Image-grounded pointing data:
════
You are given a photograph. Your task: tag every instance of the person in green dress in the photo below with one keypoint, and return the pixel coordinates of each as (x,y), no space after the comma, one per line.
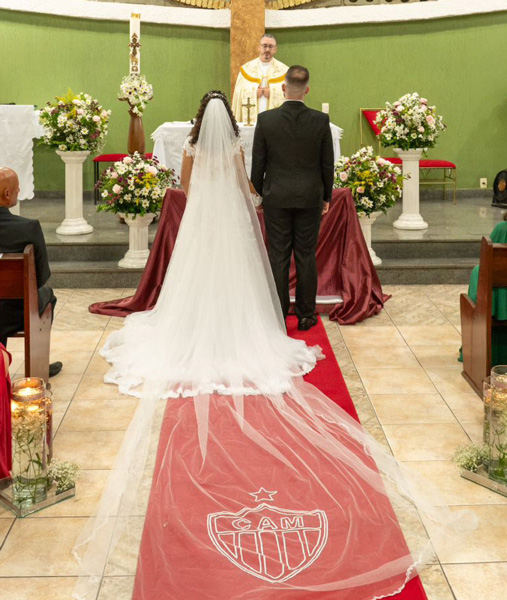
(499,302)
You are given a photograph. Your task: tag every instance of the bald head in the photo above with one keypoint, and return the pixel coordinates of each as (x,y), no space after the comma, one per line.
(9,187)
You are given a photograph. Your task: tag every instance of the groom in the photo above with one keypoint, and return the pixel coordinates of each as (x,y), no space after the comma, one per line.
(293,170)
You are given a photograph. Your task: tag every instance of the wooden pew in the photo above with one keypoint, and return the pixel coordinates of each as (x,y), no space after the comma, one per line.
(18,281)
(476,319)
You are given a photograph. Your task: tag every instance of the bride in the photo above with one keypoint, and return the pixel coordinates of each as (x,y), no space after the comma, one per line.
(217,325)
(263,487)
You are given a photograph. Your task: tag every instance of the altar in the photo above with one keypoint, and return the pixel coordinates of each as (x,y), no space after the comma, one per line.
(19,125)
(170,137)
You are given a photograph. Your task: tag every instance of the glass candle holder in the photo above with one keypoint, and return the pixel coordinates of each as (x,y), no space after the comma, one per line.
(498,424)
(29,401)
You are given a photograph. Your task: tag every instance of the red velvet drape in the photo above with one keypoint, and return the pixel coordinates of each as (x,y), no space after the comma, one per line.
(343,262)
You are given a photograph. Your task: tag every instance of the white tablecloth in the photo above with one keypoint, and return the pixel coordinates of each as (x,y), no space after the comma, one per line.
(169,139)
(19,125)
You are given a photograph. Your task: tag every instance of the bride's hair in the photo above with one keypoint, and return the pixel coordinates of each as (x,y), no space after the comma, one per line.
(194,134)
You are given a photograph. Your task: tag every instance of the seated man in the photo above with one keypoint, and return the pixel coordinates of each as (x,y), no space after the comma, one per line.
(498,305)
(15,233)
(5,415)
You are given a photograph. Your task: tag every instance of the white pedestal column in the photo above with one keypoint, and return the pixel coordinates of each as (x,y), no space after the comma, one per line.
(138,252)
(410,217)
(74,222)
(366,221)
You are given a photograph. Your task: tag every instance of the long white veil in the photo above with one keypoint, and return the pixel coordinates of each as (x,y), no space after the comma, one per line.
(240,418)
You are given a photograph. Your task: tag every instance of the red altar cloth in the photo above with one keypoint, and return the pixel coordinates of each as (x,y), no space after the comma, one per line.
(5,419)
(343,262)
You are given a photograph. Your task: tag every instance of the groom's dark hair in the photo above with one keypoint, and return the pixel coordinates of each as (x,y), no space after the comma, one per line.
(297,77)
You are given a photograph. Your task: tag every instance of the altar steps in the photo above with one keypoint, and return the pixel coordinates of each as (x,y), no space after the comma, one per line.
(89,265)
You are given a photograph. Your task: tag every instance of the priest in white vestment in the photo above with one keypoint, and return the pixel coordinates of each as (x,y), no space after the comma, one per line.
(260,82)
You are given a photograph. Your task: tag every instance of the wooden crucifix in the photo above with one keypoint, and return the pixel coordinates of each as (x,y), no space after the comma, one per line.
(247,28)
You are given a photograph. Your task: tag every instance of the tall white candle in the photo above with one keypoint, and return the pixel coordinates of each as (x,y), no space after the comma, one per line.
(135,43)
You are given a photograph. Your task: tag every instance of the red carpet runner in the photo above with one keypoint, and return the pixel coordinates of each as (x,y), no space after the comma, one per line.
(199,573)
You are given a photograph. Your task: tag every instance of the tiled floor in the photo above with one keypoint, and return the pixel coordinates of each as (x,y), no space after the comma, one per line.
(401,369)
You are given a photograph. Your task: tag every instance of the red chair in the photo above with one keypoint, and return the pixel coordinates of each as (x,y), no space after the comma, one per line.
(97,160)
(448,169)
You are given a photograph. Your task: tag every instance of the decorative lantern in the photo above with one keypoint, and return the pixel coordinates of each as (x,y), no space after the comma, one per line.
(31,410)
(497,431)
(486,464)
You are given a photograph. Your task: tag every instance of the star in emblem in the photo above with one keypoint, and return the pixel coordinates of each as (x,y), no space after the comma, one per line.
(263,494)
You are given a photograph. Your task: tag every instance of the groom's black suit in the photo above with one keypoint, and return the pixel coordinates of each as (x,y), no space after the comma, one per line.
(293,170)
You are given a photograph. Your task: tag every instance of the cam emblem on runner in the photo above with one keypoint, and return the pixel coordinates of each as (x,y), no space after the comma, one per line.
(268,542)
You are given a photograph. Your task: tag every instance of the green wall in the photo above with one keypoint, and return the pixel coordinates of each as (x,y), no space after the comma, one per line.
(458,64)
(43,55)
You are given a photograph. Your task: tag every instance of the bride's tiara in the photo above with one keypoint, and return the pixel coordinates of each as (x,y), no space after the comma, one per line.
(215,95)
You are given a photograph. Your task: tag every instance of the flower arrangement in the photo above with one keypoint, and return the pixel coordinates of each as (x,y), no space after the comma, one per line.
(135,90)
(409,123)
(74,123)
(64,474)
(375,183)
(135,185)
(471,456)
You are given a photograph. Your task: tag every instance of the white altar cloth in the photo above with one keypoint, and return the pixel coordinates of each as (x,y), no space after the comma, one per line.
(19,125)
(169,139)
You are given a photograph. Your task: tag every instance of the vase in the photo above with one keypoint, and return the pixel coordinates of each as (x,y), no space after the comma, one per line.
(74,222)
(410,217)
(136,139)
(137,254)
(497,417)
(366,221)
(29,441)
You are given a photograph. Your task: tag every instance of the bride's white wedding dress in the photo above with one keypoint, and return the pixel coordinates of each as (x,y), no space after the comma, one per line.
(217,325)
(264,489)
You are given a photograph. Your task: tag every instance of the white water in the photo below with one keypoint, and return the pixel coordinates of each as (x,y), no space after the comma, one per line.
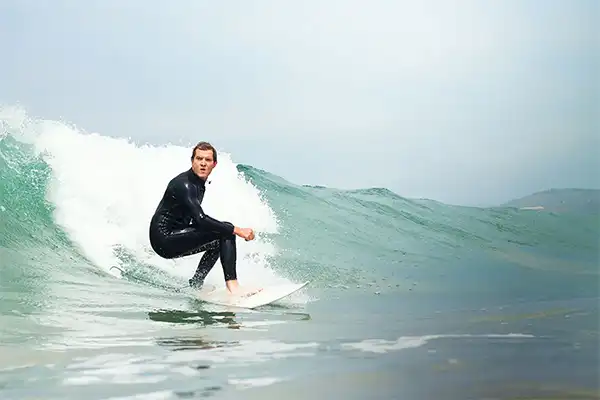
(106,189)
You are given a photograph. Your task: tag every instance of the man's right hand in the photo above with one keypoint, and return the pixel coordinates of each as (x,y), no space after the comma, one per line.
(245,233)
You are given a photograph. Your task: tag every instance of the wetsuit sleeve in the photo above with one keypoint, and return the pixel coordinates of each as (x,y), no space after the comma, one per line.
(192,196)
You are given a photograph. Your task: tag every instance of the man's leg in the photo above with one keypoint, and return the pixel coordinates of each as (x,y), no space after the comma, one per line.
(190,241)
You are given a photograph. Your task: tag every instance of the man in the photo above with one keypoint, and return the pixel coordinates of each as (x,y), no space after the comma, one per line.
(179,226)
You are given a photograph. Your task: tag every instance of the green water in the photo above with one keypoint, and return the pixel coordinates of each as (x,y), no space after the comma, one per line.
(408,298)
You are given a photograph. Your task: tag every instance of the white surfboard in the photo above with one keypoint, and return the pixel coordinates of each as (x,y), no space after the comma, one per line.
(267,295)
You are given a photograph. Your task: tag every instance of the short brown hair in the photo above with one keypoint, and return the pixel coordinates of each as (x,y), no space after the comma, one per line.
(204,146)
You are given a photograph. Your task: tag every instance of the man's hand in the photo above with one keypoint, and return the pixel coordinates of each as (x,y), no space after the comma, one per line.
(245,233)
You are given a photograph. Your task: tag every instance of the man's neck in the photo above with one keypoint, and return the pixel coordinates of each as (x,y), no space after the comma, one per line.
(195,178)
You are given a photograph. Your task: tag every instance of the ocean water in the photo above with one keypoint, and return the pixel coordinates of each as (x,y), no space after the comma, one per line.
(409,298)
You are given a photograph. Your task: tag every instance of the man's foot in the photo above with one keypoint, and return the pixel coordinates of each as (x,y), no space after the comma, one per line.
(195,283)
(235,290)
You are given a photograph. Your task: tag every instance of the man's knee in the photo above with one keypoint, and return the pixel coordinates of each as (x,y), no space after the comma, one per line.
(230,238)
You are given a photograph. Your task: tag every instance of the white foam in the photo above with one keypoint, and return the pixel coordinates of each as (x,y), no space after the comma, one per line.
(106,189)
(407,342)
════
**TASK REQUIREMENTS**
Images are to be skipped, and each line above is to be returned exactly.

**RESPONSE TO THIS EXERCISE**
You are given a photograph. Your task: tag every instance of the person in green dress in the photo below with one keypoint, and return the pixel coordinates of each as (x,y), no space after the comma, one per line.
(499,302)
You are given a photograph. Your task: tag every instance of the bald head in the photo above with one keypoint, and return the pixel coordinates of each as (x,y), no space after the comma, one per line.
(9,187)
You are given a photograph. Your task: tag every instance of the groom in the photo above with one keypoint, and return the pixel coordinates of each as (x,y), no space after the comma, one per line.
(293,170)
You are given a photograph. Your task: tag every instance of the wooden pew in the photo above with one keypoint, and return the pixel coordinates of each as (x,y), no space after the comma, one per line.
(18,281)
(476,319)
You are given a photograph. Your task: tag every instance of the bride in the photo above with one keypoint, and return the pixel coordinates of each as (x,y), no space after the comma, one per line.
(217,325)
(263,487)
You are given a photograph. Your task: tag every instance of the altar in the photo above with one keypoint, and return the pixel coordinates of each as (x,y), no space after the comma, one per line.
(19,125)
(170,137)
You are given a photograph. Your task: tag every instance of the glass candle holder in the photo above with one keypoint, and return the pixel coordinates of each as (x,y), no space after the comma, one per line.
(498,424)
(29,401)
You are given a photograph. Your task: tag every instance of the red velvet drape in the photo above with one keypoint, and return the pixel coordinates of each as (x,y), no space after the comma, one per line.
(343,262)
You are given a photograph. Your task: tag every instance of the white tablecloth in the photo above with one keypoint, and return the pixel coordinates of each as (x,y), no space after the comma, one per line.
(169,139)
(19,125)
You are given a photograph. Your task: tag every instance of the bride's hair in the photo above with one keypoint, and return the pixel coordinates of each as (x,y), no space after the comma, one per line.
(194,134)
You are given a photograph. Your task: tag every instance of the seated man in the photo above with one keypoint, and return the pixel coordinates of each as (x,y), no space after the comma, one per line.
(498,305)
(15,233)
(5,415)
You are given a photograph. Your task: tag every instance of the white pedestal column in the photo above with one keypoint, and return the pixel coordinates of each as (x,y), no space after the comma, one per line.
(138,252)
(410,217)
(74,222)
(366,221)
You are given a photograph. Your task: tag every instance of the long white veil in the photo above with one keypoint, and return the pixel coordinates of each as (x,y), no space after the comma, one per line.
(240,418)
You are given a photograph. Your task: tag every instance of the red altar cloth in the photo above with one keypoint, and return the pixel coordinates of each as (x,y), no space after the comma, one per line.
(5,419)
(343,262)
You are given a photograph. Your task: tag every instance of the groom's dark hair in the photo above with one keypoint, and return the pixel coordinates of each as (x,y), no space after the comma, one per line.
(297,77)
You are given a photograph. Your task: tag every instance of the altar steps in the photo above with one keypoint, and return the pixel coordinates of each as (x,y), no space after the comma, one per line.
(89,265)
You are given a photograph. Your task: tag every instance of the priest in white vestment in the photo above with one keypoint, and return the pixel coordinates of each as (x,y), no space after the comma, one per line.
(260,82)
You are given a photograph. Your task: tag every instance of the wooden crucifix in the photo above with one keypoint, and return the pixel coordinates of each as (x,y), no space after the comma, one per line.
(247,28)
You are given a photograph. Your task: tag every instance of the tall white candle in the photo above with one keypoint, and return the pixel coordinates of each as (x,y), no space after the comma, one per line.
(135,43)
You are given a photograph. Your task: tag every instance of the red carpet runner in the photo above with one keypoint, and return the pixel coordinates of each as (x,y), no space after the comma, one per line.
(199,573)
You are given a photograph. Your task: tag every instance of the tiled floor in the photo above with one keypoint, and return the pixel coordinates of each as (x,y), no space after the comma, one per line.
(401,369)
You are given a photograph. Your task: tag every instance of the red chair in the photo above with one keypoint, and return the pixel coordinates of each as (x,y), no space after the comma, one per line.
(97,160)
(448,169)
You are given a photograph. Your task: tag every instance of the decorative lantern in the photo above with one keypoint, and return the pixel coordinates of each as (x,y), no space after the comma, one per line.
(31,410)
(497,431)
(486,464)
You are given a photograph. Your task: tag every instance of the star in emblem in the photo above with one keypoint, and return the pixel coordinates of each as (x,y), no space after the comma, one per line.
(263,494)
You are given a photograph. Your task: tag every instance of the groom's black suit in the photo above with one keypoint, and return the pixel coordinates of each as (x,y), no space after the comma, one per line.
(293,170)
You are given a photograph. Your task: tag every instance of the cam emblem on runner in the photo above with one keypoint, and return the pixel coordinates of each as (x,y), no space after the comma, one per line.
(268,542)
You are given a photograph. Your task: tag every instance of the green wall in the photo above with one keypoint, and return the pixel coordinates of each as (x,y), no space after the comma, one per line.
(458,64)
(43,55)
You are given a photograph. Your task: tag every instance of the bride's tiara in the photo above with one keypoint, and return the pixel coordinates of each as (x,y), no space after the comma, one per line.
(215,95)
You are given a photograph. Your task: tag every instance of the flower arrangement in the photo above with one keypoint, and return the pixel coordinates of each as (x,y), no space after the comma, one per line.
(135,90)
(409,123)
(74,123)
(64,474)
(375,183)
(135,185)
(471,456)
You are given a photograph. Your task: tag every instance of the white altar cloth in the photo above with one keypoint, and return the pixel coordinates of each as (x,y), no space after the comma, one per line.
(19,125)
(169,139)
You are given a photograph. Your task: tag every instance of the vase in the photo above with one keypoint, and return the pixel coordinates of each as (x,y), no space after the comma, one per line.
(74,222)
(410,217)
(136,139)
(137,254)
(497,417)
(366,221)
(29,441)
You are given a photograph. Your task: tag every instance of the bride's white wedding dress in the photo above with one keypoint, and return the pixel coordinates of each as (x,y), no space after the comma, one per line.
(217,325)
(264,489)
You are given a photograph. Your task: tag every instance of the white water in the photo below with one keypoint, and return the pixel coordinates of each as (x,y), no space after the comma, one per line.
(106,189)
You are given a photograph. Your task: tag every instance of the man's right hand in the photo above with one keypoint, and return the pixel coordinates of each as (x,y), no space after the comma, one per line.
(245,233)
You are given a photograph. Your task: tag every instance of the wetsuit sleeve in the photo above with one keypoint, and return the pixel coordinates of each as (x,y), no space after the comma, one per line.
(192,196)
You are given a photograph. Your task: tag every instance of the man's leg in the photo above with one keypoint, and return the pixel coordinates of each as (x,y), no space after the comma, one per line.
(190,241)
You are given a photograph. Your task: tag every instance of the man in the photo above with one keypoint, and return the pixel coordinates of each as (x,y), no space after the comma, one per line.
(179,226)
You are given a photograph. Your task: tag every instance of the green water in the photo above with one keypoint, and return the pixel coordinates of each as (x,y), no space after the comma, one per line.
(408,298)
You are given a photograph. Your task: tag every instance of the white surfboard in the photo above with one keypoint, and return the pixel coordinates of each as (x,y), no space after the comma, one per line.
(267,295)
You are given a photograph. Your task: tag every instance of the short brown hair in the photo above with one keypoint, and return the pixel coordinates of each as (x,y), no space after the comma, one per line.
(204,146)
You are given a photograph. Your task: tag every instance of the man's hand in the photo above with one keypoint, and return the pixel coordinates of each as (x,y), no space after the comma, one per line.
(245,233)
You are given a photograph. Your task: tag every instance of the man's neck in the photo above with one keypoint, and return the pixel coordinates of each as (x,y), no space after the comma, one per line.
(195,178)
You are given a photograph. Your task: tag every instance of the ocean water in the photo above with one keypoint, and return the pixel coordinates of each as (x,y), no space after the comma, one per line.
(409,298)
You are given a photograph. Your task: tag every instance of the man's foot in the photo above with one keypoint, and return the pixel coordinates of each as (x,y), no space after the comma, one per line.
(195,283)
(235,290)
You are given a photograph. Your task: tag every instance of the man's knee in the photo above with one keypoint, and return the pixel coordinates of each as (x,y), no space after the comma, one per line.
(230,238)
You are given a photograph. Your task: tag every instance of the white foam in the photo above with one keypoint, and return the pixel coordinates of each as (x,y), no space after the comma, one per line.
(106,189)
(407,342)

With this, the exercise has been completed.